- EXTRAIT DU DOCUMENT -
--

En France, la plupart des harraga n’ont pas où aller ni où dormir. Ils attendent la nuit pour s’installer sous les ponts. En hiver, la souffrance est immense. Les jeunes, malgré toute leur souffrance et la vie vagabonde qu’ils mènent, préfèrent mille fois vivre dans ces conditions que de retourner au pays et subir la « hogra » et la « faim », nous avouent-ils. Pour les plus chanceux qui arrivent à décrocher un travail, une grande partie de l’argent qu’ils gagnent est envoyée à leur famille au pays.

--

- EXTRAITS DE DONNÉES -

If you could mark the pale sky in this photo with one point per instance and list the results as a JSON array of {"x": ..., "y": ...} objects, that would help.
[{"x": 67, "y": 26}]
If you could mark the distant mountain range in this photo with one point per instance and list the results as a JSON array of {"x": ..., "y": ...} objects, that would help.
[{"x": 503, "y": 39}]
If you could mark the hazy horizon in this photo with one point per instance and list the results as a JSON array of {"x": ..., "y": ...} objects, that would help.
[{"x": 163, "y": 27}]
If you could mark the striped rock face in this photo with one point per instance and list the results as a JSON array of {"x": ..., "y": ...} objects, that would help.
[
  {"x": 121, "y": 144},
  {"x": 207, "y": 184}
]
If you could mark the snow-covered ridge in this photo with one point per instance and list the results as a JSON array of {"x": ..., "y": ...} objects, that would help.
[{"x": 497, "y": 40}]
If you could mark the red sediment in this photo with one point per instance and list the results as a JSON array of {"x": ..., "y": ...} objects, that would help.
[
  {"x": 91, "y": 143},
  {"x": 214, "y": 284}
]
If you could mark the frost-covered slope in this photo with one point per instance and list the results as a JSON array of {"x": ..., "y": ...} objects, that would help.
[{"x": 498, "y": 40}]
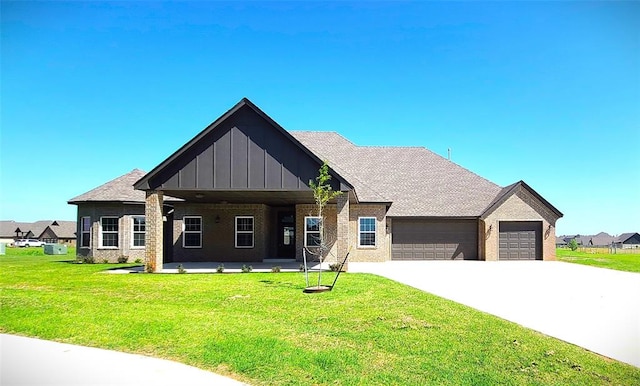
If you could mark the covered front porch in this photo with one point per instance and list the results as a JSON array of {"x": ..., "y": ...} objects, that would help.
[
  {"x": 209, "y": 267},
  {"x": 210, "y": 230}
]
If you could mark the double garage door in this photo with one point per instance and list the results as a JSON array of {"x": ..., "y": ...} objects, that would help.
[
  {"x": 434, "y": 240},
  {"x": 520, "y": 240},
  {"x": 458, "y": 240}
]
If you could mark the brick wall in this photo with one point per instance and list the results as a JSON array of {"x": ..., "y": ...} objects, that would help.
[
  {"x": 124, "y": 214},
  {"x": 218, "y": 232},
  {"x": 521, "y": 206},
  {"x": 382, "y": 250}
]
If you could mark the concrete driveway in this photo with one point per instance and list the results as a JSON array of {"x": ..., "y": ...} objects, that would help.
[
  {"x": 595, "y": 308},
  {"x": 27, "y": 361}
]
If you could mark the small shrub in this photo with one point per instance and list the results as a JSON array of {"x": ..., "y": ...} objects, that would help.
[
  {"x": 335, "y": 267},
  {"x": 573, "y": 244}
]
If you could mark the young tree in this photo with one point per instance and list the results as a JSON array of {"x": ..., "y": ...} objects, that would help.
[
  {"x": 573, "y": 244},
  {"x": 322, "y": 194}
]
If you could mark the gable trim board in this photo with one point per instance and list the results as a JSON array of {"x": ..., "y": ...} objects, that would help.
[{"x": 417, "y": 205}]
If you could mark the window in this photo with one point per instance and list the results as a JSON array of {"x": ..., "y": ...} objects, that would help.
[
  {"x": 192, "y": 232},
  {"x": 85, "y": 232},
  {"x": 244, "y": 231},
  {"x": 138, "y": 229},
  {"x": 366, "y": 231},
  {"x": 312, "y": 231},
  {"x": 109, "y": 232}
]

--

- TÂCHES À RÉALISER -
**1)** D'après le texte sur les harraga, où la plupart d'entre eux s'installent-ils la nuit ?
**2)** Réécrivez le passage du texte sur les harraga qui va de « En France, la » jusqu'à « famille au pays. », en remplaçant « ponts » par « passerelles ».

- RÉPONSES ATTENDUES -
**1)** Ils s'installent sous les ponts.

**2)**
En France, la plupart des harraga n’ont pas où aller ni où dormir. Ils attendent la nuit pour s’installer sous les passerelles. En hiver, la souffrance est immense. Les jeunes, malgré toute leur souffrance et la vie vagabonde qu’ils mènent, préfèrent mille fois vivre dans ces conditions que de retourner au pays et subir la « hogra » et la « faim », nous avouent-ils. Pour les plus chanceux qui arrivent à décrocher un travail, une grande partie de l’argent qu’ils gagnent est envoyée à leur famille au pays.